Top of Supplied material

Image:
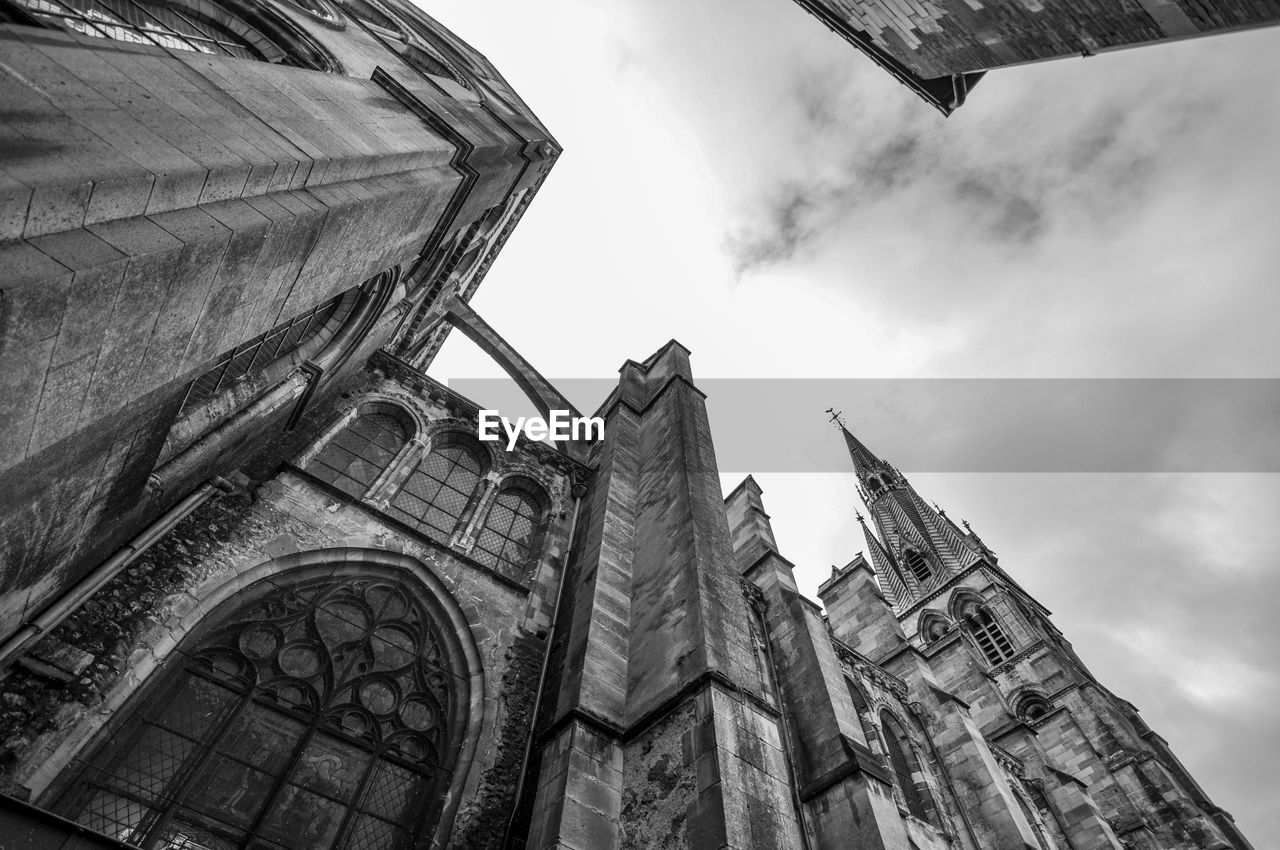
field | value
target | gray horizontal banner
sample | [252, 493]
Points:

Bottom of Supplied material

▶ **Problem details**
Set down the entries exactly as they appear, with every picture left out.

▶ **Response to this task**
Image:
field | value
target | gray horizontal banner
sample | [252, 493]
Points:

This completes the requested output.